In the post about empty monthly reports, why is the child template that prints the ASCII-art table kept separate from the parent template?

• **SUPPLIED TEXT**
• • • •

Why Some Monthly Reports Were Empty (Or: Isn’t Coding Fun?)

If you have received a monthly report from healthchecks.io in the past few days, it might have looked like this:

Something is missing here…

The report has a header and a footer, but the actual content of the report is simply missing! For reference, this is how a monthly report is supposed to look:

This is a more useful monthly report.

So, what happened? I took me a while, but I think I have figured it out.

Monthly emails have both HTML and text versions. I noticed early on that both the HTML and the text versions are missing their content sections. The text version is shorter and simpler, so we will look at that. Here it is, simplified some more and reformatted for brevity:

<!-- Template emails/report-body-text.html -->

Hello,
This is a monthly report sent by healthchecks.io.

{% include "emails/summary-text.html %}

Cheers,
The healthchecks.io Team


<!-- Template emails/summary-text.html -->

{% load humanize %}
 Status                | Name             | Last Ping
-----------------------+------------------+------------------------------------
{% for check in checks %}
{{ check.get_status }} | {{ check.name }} | {{ check.last_ping|naturaltime }}
{% endfor %}

The child template prints out a simple ASCII-art table. I keep it separate from the parent template because this way I can reuse it in “Check XYZ is DOWN” notifications too. In the incorrect monthly reports, the child template’s content seems to be completely missing. The reports didn’t even have the “Status | Name | Last Ping” header in them. This was very puzzling to me until I learned how Django templating system handles exceptions in child templates when settings.DEBUG is set to False:

class IncludeNode(Node):
    context_key = '__include_context'

    # ... constructor etc.  ...

• • • •

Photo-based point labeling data
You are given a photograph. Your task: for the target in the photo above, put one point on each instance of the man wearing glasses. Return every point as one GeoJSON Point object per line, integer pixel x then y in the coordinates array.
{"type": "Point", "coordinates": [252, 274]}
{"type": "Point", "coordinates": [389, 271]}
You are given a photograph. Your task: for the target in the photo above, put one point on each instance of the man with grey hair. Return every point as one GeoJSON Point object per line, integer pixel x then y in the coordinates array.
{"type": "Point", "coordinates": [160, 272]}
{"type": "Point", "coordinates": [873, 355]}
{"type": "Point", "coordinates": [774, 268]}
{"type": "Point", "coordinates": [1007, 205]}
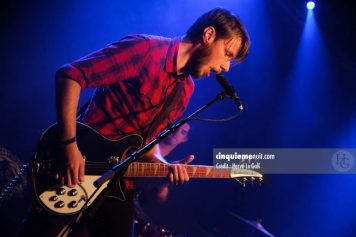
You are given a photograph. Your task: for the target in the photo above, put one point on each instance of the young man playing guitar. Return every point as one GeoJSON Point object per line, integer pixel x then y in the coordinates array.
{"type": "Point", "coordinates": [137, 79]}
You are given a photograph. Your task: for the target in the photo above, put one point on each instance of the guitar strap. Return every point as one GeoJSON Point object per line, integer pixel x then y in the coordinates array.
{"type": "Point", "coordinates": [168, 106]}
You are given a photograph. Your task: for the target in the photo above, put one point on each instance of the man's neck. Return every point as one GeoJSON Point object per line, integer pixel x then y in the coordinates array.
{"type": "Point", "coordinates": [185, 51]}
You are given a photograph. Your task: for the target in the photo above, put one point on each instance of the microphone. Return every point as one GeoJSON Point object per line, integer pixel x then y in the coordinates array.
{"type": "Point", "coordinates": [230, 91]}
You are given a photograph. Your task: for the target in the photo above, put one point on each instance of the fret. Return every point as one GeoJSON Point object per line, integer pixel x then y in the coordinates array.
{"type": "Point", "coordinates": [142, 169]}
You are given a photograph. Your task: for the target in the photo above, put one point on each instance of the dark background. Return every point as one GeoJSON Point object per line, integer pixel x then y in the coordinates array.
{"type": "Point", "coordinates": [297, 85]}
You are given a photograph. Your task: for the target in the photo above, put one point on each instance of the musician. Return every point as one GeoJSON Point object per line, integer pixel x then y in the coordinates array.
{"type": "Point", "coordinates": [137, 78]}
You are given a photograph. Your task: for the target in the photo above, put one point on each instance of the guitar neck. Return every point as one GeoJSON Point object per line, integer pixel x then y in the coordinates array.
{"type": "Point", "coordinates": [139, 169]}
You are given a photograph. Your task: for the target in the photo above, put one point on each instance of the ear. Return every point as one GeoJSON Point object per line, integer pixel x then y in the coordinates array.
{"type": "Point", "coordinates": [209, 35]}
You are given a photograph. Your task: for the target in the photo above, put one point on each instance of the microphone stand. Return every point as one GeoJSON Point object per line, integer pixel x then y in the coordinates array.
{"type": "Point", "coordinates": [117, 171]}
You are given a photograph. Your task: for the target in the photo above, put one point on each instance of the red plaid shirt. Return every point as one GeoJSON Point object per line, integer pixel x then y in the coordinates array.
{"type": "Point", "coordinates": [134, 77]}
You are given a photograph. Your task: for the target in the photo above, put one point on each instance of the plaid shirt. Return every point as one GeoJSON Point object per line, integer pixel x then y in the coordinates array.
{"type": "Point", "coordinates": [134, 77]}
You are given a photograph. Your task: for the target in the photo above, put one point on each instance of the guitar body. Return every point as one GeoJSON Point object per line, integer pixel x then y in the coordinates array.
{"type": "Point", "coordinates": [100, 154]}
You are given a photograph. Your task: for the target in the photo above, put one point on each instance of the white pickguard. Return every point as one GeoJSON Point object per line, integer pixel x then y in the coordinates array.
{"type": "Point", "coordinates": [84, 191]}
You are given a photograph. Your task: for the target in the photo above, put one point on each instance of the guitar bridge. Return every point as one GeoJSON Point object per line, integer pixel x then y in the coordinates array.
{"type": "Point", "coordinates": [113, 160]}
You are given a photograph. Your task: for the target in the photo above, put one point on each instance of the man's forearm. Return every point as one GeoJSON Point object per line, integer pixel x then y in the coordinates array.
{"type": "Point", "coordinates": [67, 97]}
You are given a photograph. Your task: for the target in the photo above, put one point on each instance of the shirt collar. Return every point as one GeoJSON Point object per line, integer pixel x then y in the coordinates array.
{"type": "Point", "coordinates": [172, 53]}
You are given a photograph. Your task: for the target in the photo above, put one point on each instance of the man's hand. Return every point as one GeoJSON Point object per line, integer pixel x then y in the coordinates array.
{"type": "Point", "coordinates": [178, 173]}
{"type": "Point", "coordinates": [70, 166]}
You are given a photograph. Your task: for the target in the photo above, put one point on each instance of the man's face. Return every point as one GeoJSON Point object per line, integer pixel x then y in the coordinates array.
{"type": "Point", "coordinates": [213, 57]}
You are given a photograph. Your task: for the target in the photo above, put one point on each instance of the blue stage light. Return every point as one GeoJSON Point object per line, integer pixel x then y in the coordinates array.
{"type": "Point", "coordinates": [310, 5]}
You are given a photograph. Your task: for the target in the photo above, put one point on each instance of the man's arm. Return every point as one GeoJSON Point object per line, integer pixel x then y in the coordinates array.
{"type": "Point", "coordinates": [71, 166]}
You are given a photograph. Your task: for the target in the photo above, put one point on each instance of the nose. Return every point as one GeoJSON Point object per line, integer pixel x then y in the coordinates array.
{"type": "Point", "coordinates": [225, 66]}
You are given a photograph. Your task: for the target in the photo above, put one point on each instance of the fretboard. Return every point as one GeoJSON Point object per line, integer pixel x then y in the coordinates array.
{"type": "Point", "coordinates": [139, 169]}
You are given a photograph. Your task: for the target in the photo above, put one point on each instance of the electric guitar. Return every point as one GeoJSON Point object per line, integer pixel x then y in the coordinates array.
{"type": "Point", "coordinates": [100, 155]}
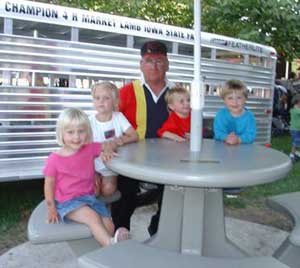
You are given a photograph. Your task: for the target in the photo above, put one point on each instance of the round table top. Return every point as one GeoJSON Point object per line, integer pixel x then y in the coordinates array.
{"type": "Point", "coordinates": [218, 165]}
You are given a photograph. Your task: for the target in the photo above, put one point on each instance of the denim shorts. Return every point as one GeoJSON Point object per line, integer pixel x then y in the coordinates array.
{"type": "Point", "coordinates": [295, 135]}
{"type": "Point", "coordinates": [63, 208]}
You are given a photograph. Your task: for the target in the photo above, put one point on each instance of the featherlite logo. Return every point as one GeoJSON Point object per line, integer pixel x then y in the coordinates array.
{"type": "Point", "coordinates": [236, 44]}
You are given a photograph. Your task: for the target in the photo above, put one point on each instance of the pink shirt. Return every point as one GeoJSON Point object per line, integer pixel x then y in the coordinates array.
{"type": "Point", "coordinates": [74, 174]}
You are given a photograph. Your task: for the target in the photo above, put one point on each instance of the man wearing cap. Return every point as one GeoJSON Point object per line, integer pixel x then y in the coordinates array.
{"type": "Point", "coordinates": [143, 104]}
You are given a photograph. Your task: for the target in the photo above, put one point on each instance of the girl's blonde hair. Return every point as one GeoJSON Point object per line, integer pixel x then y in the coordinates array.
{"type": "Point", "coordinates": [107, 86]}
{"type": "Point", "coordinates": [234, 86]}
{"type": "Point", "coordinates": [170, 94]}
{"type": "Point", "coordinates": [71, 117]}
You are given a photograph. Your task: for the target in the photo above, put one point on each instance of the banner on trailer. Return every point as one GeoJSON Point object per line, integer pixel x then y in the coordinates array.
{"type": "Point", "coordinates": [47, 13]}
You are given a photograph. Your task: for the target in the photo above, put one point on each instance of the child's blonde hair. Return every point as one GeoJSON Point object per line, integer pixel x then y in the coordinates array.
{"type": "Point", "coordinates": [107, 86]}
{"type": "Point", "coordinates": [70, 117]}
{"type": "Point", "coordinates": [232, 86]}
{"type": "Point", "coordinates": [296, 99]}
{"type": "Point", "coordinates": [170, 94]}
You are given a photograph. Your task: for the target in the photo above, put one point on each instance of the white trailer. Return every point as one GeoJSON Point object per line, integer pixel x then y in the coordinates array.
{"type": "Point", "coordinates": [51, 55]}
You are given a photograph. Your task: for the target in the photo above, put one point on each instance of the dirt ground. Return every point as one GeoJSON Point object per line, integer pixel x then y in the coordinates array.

• • • •

• **ANSWER FOR THE TASK**
So it can be reused in "Check XYZ is DOWN" notifications.